▸ **SOURCE DATA**
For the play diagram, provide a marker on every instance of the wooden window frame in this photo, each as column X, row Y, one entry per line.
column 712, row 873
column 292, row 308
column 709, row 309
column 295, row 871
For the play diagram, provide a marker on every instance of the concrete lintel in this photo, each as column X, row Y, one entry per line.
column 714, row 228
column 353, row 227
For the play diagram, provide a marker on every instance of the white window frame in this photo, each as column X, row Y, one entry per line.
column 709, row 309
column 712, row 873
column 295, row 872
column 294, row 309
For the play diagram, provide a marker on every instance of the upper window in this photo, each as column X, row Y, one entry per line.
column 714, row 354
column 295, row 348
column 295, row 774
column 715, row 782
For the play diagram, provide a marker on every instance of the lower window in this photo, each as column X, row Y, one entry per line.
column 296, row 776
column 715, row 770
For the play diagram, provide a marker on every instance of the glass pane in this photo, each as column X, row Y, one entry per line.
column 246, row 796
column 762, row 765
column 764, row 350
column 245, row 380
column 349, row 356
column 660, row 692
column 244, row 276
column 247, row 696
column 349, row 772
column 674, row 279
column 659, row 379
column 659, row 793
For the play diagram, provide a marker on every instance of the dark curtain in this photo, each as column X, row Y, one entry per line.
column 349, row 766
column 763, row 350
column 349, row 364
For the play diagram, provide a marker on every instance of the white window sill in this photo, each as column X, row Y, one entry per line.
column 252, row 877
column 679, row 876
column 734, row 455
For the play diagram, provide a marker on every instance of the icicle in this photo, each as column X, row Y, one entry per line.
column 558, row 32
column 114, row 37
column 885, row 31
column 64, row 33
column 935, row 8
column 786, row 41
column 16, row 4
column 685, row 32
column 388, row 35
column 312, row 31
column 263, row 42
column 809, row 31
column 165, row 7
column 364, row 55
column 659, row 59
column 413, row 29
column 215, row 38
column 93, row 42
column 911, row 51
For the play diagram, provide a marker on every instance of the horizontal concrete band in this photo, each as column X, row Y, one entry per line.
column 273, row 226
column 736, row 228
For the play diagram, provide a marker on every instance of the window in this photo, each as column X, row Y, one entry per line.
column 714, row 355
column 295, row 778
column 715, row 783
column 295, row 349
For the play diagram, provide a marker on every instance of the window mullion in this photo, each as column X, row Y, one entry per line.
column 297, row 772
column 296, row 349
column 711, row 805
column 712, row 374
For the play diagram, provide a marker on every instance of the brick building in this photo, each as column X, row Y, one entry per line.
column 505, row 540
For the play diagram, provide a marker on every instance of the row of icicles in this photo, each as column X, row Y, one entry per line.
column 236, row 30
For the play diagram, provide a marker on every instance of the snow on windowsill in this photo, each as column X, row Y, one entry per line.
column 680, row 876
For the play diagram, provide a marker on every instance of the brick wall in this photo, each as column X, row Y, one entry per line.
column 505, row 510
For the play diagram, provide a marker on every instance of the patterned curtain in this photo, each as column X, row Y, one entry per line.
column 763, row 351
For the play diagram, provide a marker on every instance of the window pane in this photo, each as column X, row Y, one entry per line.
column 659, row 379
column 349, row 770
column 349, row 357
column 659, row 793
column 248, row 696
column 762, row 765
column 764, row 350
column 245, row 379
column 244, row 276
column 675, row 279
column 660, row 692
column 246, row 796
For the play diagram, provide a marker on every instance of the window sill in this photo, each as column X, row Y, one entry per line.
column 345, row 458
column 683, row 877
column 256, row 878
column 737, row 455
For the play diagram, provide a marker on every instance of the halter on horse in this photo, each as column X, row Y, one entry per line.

▸ **TASK PROMPT**
Copy out all of the records above, swapping "play diagram" for "stage diagram" wherever it occurs and leaving everything else the same.

▸ **THE COMPLETED TASK**
For the stage diagram, provide a marker on every instance of the wooden window frame in this photo, each as column X, row Y, one entry per line.
column 712, row 873
column 292, row 308
column 709, row 309
column 295, row 871
For the stage diagram, provide a marker on every instance of the concrete lintel in this photo, each as column X, row Y, one entry per line.
column 714, row 228
column 353, row 227
For the stage diagram, provide a marker on every instance of the white window frame in this photo, each as column X, row Y, one entry per line.
column 709, row 309
column 712, row 873
column 295, row 872
column 294, row 309
For the stage diagram, provide a marker on every instance of the upper window in this photo, each as column X, row Y, one entry per line.
column 714, row 354
column 295, row 348
column 295, row 774
column 715, row 782
For the stage diagram, provide a marker on every instance of the lower window in this photo, each as column X, row Y, one entry per line.
column 296, row 776
column 715, row 770
For the stage diagram, provide a marker on every instance of the glass pane in this photo, each as column X, row Y, one entry per line.
column 246, row 796
column 762, row 765
column 764, row 350
column 245, row 380
column 349, row 356
column 660, row 692
column 244, row 276
column 247, row 696
column 349, row 772
column 674, row 279
column 659, row 379
column 659, row 793
For the stage diagram, provide a marker on every instance of the dark curtain in this photo, each as column X, row Y, one entry per line.
column 349, row 766
column 763, row 350
column 349, row 364
For the stage diagram, provide a marker on every instance of the white window sill in this photo, each as column X, row Y, one entry per line.
column 252, row 877
column 679, row 876
column 734, row 455
For the stage diagram, provide a marker on every instance of the icicle in this photo, each as column X, row Y, one entry per line.
column 558, row 32
column 114, row 37
column 885, row 31
column 64, row 33
column 935, row 8
column 786, row 41
column 16, row 4
column 685, row 32
column 388, row 35
column 312, row 31
column 263, row 42
column 809, row 31
column 165, row 7
column 364, row 55
column 659, row 59
column 413, row 29
column 215, row 38
column 93, row 42
column 911, row 51
For the stage diagram, provide a marker on every instance of the horizontal concrete band in this photo, each as column X, row Y, one entry per line.
column 273, row 226
column 736, row 228
For the stage diagram, provide a marker on every instance of the window in this photo, each as column X, row Y, one entry per line.
column 714, row 355
column 295, row 778
column 715, row 783
column 295, row 349
For the stage diagram, provide a marker on every instance of the window mullion in this photo, each as column X, row Y, one entry per line.
column 297, row 772
column 296, row 349
column 711, row 805
column 712, row 374
For the stage diagram, provide a marker on every instance of the brick building in this photo, each as column X, row Y, one entry per line.
column 505, row 540
For the stage diagram, provide a marker on every instance of the row of icicles in this photo, each as column X, row Y, one entry per line.
column 236, row 30
For the stage diagram, provide a marker on every instance of the snow on windowsill in this photo, each as column X, row Y, one entry per line.
column 680, row 876
For the stage diagram, provide a marker on every instance of the brick wall in this photo, each as column X, row Y, one entry per line.
column 505, row 510
For the stage diagram, provide a marker on every instance of the patterned curtain in this photo, each as column X, row Y, one entry per line.
column 763, row 351
For the stage diagram, provide a marker on every instance of the window pane in this photo, each as column X, row Y, one entry per line.
column 659, row 379
column 349, row 770
column 349, row 357
column 659, row 793
column 248, row 696
column 762, row 765
column 764, row 350
column 245, row 379
column 244, row 276
column 675, row 279
column 660, row 692
column 246, row 796
For the stage diagram, provide a marker on every instance of the window sill in this photo, each as column X, row Y, one entry per line.
column 345, row 458
column 683, row 877
column 256, row 878
column 737, row 455
For the stage diagram, provide a marker on every instance of the halter on horse in this photo, each as column X, row Y, one entry per line.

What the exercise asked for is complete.